- **Task instructions**: Render every line of the listing below as a JSON list of strings, one string per line, omitting blank lines.

(Records of labeled points)
## BEGIN
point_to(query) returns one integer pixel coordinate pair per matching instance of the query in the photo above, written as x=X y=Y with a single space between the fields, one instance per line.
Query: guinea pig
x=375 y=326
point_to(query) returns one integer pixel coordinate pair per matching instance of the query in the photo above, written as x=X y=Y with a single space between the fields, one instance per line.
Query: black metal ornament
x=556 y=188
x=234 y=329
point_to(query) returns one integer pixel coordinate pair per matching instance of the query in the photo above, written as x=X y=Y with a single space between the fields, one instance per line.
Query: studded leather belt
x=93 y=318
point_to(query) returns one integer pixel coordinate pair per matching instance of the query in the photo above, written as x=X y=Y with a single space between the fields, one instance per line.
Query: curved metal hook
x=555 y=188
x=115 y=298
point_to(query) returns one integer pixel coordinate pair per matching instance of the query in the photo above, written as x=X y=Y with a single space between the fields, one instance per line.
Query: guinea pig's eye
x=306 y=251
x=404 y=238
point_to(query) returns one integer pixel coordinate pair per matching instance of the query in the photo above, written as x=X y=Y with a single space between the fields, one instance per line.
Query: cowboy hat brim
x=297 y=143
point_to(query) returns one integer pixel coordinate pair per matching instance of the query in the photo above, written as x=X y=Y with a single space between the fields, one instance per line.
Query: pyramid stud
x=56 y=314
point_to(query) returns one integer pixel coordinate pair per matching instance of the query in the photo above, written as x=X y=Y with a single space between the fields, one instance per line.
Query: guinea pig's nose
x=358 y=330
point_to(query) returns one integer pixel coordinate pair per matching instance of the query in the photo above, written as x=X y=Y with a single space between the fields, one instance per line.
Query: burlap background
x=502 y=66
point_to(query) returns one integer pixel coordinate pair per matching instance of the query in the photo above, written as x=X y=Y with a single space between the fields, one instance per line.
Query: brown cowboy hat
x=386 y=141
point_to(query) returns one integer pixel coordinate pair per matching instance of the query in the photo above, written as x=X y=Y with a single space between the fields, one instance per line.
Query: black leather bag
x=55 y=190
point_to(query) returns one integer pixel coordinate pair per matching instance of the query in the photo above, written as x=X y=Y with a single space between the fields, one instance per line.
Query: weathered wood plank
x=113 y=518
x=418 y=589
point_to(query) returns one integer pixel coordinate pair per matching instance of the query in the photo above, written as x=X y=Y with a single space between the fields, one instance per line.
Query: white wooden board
## END
- **Solution**:
[
  "point_to(query) returns one integer pixel coordinate pair per matching instance of the query in the photo above, written as x=X y=Y with a single space between the fields, one instance per line.",
  "Query: guinea pig",
  "x=375 y=326",
  "point_to(query) returns one integer pixel coordinate pair per matching instance of the query in the photo above, written as x=X y=Y with a single space between the fields, one instance per line.",
  "Query: black metal ornament",
  "x=556 y=188",
  "x=234 y=329",
  "point_to(query) returns one integer pixel coordinate pair per matching instance of the query in the photo above, written as x=X y=Y with a single space between the fields, one instance per line.",
  "Query: studded leather belt",
  "x=93 y=318",
  "point_to(query) returns one integer pixel coordinate pair per matching instance of the query in the photo above, written as x=X y=Y with a single space between the fields, one instance per line.",
  "Query: curved metal hook",
  "x=555 y=188",
  "x=115 y=298",
  "point_to(query) returns one integer pixel coordinate pair per matching instance of the query in the photo above, written as x=X y=Y with a single space between the fields, one instance per line.",
  "Query: guinea pig's eye",
  "x=306 y=251",
  "x=404 y=238",
  "point_to(query) returns one integer pixel coordinate pair per matching instance of the query in the photo above, written as x=X y=Y with a single space between the fields, one instance per line.",
  "Query: cowboy hat brim",
  "x=297 y=143",
  "point_to(query) returns one integer pixel coordinate pair per matching instance of the query in the photo above, written as x=X y=Y with a single space between the fields, one instance per line.",
  "Query: pyramid stud",
  "x=56 y=314",
  "point_to(query) returns one integer pixel coordinate pair per matching instance of the query in the photo above, written as x=X y=Y with a single space between the fields, one instance per line.",
  "Query: guinea pig's nose",
  "x=358 y=330",
  "point_to(query) returns one integer pixel coordinate pair per matching instance of the query in the photo above, written as x=X y=Y with a single space between the fields, one instance per line.",
  "Query: burlap background",
  "x=502 y=66",
  "point_to(query) returns one integer pixel coordinate pair per matching instance of the query in the photo above, written as x=X y=Y with a single space between the fields, one instance per line.",
  "Query: brown cowboy hat",
  "x=386 y=141",
  "point_to(query) returns one integer pixel coordinate pair per matching instance of the query in the photo above, written as x=X y=Y with a single space between the fields, one instance per line.",
  "Query: black leather bag",
  "x=55 y=190",
  "point_to(query) returns one integer pixel coordinate pair per matching instance of the query in the photo above, written as x=X y=Y with a single space between the fields, one instance per line.",
  "Query: weathered wood plank",
  "x=113 y=518",
  "x=418 y=589",
  "point_to(query) returns one integer pixel coordinate pair per matching instance of the query in the photo above, written as x=X y=Y with a single space between the fields, one instance per line.",
  "Query: white wooden board"
]